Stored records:
▬▬▬▬▬▬
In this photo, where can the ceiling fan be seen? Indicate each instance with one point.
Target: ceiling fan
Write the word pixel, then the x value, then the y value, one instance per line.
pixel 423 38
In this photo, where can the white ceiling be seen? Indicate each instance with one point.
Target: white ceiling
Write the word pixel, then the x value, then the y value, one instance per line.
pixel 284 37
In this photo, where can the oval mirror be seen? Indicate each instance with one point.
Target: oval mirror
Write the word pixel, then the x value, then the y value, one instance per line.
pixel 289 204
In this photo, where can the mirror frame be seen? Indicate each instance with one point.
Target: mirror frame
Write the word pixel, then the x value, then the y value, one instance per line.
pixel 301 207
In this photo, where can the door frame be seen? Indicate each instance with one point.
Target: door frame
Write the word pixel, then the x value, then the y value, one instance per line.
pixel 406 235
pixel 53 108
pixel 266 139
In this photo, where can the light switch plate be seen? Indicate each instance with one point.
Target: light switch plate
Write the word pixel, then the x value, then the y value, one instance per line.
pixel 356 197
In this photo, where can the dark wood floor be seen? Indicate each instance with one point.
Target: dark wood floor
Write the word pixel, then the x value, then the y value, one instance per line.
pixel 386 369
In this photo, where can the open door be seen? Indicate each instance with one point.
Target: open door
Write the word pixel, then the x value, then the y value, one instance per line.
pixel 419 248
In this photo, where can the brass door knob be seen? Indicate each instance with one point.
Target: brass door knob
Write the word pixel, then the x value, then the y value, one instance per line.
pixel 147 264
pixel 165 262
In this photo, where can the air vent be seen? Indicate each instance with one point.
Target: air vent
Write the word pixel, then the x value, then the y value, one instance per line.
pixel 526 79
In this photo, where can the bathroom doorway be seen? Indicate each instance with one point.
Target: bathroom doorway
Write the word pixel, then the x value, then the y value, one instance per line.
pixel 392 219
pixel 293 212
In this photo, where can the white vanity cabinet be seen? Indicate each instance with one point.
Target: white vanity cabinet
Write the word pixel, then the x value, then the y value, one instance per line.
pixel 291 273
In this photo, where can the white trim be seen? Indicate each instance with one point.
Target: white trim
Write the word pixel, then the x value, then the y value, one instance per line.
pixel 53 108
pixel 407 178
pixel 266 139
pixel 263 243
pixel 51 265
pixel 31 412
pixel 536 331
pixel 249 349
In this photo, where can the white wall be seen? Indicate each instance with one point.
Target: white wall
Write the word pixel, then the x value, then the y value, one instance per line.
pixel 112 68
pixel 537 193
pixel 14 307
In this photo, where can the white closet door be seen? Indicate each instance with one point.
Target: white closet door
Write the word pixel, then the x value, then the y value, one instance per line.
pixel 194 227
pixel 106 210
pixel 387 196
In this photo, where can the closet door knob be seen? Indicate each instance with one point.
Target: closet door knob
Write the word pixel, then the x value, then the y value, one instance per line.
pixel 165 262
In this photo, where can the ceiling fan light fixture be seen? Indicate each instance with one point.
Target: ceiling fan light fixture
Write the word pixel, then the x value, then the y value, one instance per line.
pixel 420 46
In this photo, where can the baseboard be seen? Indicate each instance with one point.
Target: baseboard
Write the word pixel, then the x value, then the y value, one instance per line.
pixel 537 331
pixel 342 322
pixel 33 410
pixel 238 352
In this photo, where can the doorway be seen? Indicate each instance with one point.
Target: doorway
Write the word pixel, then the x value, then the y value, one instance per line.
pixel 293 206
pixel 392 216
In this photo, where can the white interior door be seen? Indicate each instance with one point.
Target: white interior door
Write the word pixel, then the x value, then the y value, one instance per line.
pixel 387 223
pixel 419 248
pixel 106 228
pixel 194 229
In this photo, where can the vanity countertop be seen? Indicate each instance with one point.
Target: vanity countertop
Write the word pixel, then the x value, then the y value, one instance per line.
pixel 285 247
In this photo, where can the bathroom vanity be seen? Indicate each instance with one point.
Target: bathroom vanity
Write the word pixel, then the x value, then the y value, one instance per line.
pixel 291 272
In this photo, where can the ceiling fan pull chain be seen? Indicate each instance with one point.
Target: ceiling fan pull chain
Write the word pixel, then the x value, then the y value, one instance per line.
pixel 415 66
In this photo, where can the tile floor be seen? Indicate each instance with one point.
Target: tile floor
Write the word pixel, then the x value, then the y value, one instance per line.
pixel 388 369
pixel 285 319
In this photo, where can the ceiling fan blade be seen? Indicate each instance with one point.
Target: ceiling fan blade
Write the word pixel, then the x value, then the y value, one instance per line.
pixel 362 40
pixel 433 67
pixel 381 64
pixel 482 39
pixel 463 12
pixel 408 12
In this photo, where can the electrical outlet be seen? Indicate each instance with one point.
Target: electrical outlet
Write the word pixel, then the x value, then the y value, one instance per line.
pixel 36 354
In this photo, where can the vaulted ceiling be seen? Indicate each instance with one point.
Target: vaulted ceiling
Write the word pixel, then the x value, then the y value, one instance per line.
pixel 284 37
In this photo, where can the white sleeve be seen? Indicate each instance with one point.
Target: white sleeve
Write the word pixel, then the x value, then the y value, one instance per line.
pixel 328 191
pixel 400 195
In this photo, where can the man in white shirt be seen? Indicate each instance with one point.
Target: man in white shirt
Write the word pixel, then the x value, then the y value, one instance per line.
▬▬▬▬▬▬
## Task to carry out
Output the line containing "In this photo, where can the ceiling fan pull" and all lines after it to the end of the records, exactly as given.

## Answer to the task
In this photo, where can the ceiling fan pull chain be seen? Indicate each instance with one point.
Target: ceiling fan pull chain
Write the word pixel, then the x value, then the y value, one instance per line.
pixel 415 66
In this photo, where can the tile floor be seen? Indicate each instance with one point.
Target: tile floor
Write the word pixel, then the x value, then the y value, one instance per line.
pixel 388 369
pixel 285 319
In this photo, where can the ceiling fan blade be seen? Indicate each instance with one point.
Target: ceiling fan blade
Write the word pixel, then the x value, then the y value, one instance per line.
pixel 362 40
pixel 433 67
pixel 381 64
pixel 482 39
pixel 463 12
pixel 408 12
In this photo, where can the electrical outlet be seen? Indicate each instance with one point.
Target: electrical outlet
Write the word pixel, then the x value, then the y value, one instance per line.
pixel 36 354
In this photo, where can the vaulted ceiling be seen? Indicate each instance with one point.
Target: vaulted ceiling
Write the word pixel, then the x value, then the y value, one instance per line.
pixel 284 37
In this photo, where can the white sleeve be seen? Indicate each instance with one point.
Target: white sleeve
Write the word pixel, then the x value, then the y value, one instance per line.
pixel 328 191
pixel 400 195
In this photo, where can the man in white shirt be seen? Indicate each instance with one point.
Target: man in white shirt
Write the word pixel, then the x value, then the y value, one instance per line.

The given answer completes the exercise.